▶ _Natural language region descriptions_:
──────────
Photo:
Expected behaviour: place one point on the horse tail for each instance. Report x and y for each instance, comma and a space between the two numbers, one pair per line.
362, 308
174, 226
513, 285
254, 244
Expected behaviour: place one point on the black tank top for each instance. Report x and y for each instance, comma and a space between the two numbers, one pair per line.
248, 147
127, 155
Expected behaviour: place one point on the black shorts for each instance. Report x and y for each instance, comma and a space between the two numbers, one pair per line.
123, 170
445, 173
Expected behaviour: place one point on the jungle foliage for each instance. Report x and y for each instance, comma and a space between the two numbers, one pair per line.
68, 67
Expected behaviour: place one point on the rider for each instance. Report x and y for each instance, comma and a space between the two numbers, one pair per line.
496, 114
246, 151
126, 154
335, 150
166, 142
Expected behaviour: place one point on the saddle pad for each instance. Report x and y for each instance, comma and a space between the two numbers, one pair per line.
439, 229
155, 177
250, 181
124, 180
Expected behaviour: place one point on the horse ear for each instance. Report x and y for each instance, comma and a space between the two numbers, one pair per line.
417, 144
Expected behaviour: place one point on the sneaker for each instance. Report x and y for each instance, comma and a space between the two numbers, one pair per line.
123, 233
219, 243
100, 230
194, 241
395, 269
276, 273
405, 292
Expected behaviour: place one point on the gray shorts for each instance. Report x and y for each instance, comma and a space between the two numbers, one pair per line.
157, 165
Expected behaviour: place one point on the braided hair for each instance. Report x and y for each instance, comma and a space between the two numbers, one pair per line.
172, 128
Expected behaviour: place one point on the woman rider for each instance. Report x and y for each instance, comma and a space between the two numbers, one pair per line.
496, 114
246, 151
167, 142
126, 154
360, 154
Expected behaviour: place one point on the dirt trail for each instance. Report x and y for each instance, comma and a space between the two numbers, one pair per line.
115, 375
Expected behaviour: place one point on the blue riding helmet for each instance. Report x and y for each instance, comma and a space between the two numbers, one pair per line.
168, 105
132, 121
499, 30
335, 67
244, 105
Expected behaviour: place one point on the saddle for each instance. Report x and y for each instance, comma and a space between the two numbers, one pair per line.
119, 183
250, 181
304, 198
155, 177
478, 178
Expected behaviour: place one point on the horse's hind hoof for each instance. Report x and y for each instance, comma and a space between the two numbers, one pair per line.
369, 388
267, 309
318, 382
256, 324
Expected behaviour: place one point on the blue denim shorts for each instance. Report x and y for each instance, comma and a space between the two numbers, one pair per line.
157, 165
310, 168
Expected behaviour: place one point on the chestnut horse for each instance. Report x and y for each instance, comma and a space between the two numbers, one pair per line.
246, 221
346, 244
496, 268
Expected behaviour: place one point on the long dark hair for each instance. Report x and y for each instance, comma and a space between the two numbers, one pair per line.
──────────
▶ _Work item_: Nothing should be altered. Set down all the data again.

▶ _Answer box_:
Photo:
Expected behaviour: place one point on the horse tail for each instance. Report x and y for each instance, comma and a space between the two numbers, one pair per line.
362, 308
174, 226
513, 285
254, 244
Expected behaviour: place one point on the black tank top for each instance. Report x and y for each instance, comma and a space between the two numbers, one pair per line.
248, 147
127, 155
Expected behaviour: place one point on the black shorts for each instance. Report x and y for each instance, comma and a space between the two numbers, one pair per line.
123, 170
445, 173
Expected behaviour: place one point on the jungle foliage for each instance. Report x and y for each instance, comma and a space between the two numbers, one pair per line.
68, 67
Expected behaviour: place one point on the rider for each instance. Report x and y for each instance, comma and a space between the two numbers, one pair per line.
496, 114
246, 151
126, 154
335, 150
166, 142
Expected behaviour: place one point on the saddle pad for each instance. Report x and y for each instance, comma and a space between the two numbers, one pair per line.
439, 229
155, 177
250, 181
124, 180
Expected behaviour: place one point on the horse ear for each instance. Report x and y for each instance, comma and a space between the two numbers, one pair per line.
417, 144
Expected behaviour: place one point on the sneaker for each instance. Report x and y for each instance, comma and a space between the two numbers, one pair per line.
123, 233
219, 243
100, 230
194, 241
395, 269
276, 273
405, 292
Expected behaviour: place one point on the gray shorts for each instance. Report x and y for each instance, comma and a space between the two numbers, one pair per line.
157, 165
Expected behaviour: place one point on the braided hair for each instance. Report x and y for each instance, comma and a space between the two numbers, one pair per line.
172, 128
Expected behaviour: place one point on the woman rider for each instance. Report x and y for each instance, comma and a space between the two numbers, one pair per line.
496, 114
246, 151
167, 142
126, 154
360, 154
Expected behaviour: place one point on the dirt trail for each instance. Report x and y for each instance, comma and a space between the two numbers, one pair per line.
115, 375
Expected behaviour: place one point on the blue riding helmet for each instance. Report x and y for each instance, comma and a space between the two numbers, one pair per line.
168, 105
132, 121
499, 30
335, 67
244, 105
Expected behaviour: place one point on the saddle for each instance. Report x and y for each instance, comma and a space between the two numbers, one pair per line.
119, 183
250, 181
304, 198
155, 177
478, 178
Expected behaviour: place one point on the horse's hind hoof for each instance. Report x and y for each instance, comma and a space between the two numbers, one pair per line.
369, 388
267, 309
318, 382
256, 324
Expected behaviour: place one point on the blue denim shorts for each instance. Report x and y for each instance, comma and a space between the two numbers, one pair per line.
157, 165
310, 168
Expected behaviour: place one point on the chestnut horse for each instance. Report x and y for each instance, comma and a space between the two numbers, one pair per line.
246, 221
346, 244
496, 268
Expected behaviour: place one point on the long dark hair for each instance. Report x and y for each instance, comma and a space between the two numbers, one pair per line.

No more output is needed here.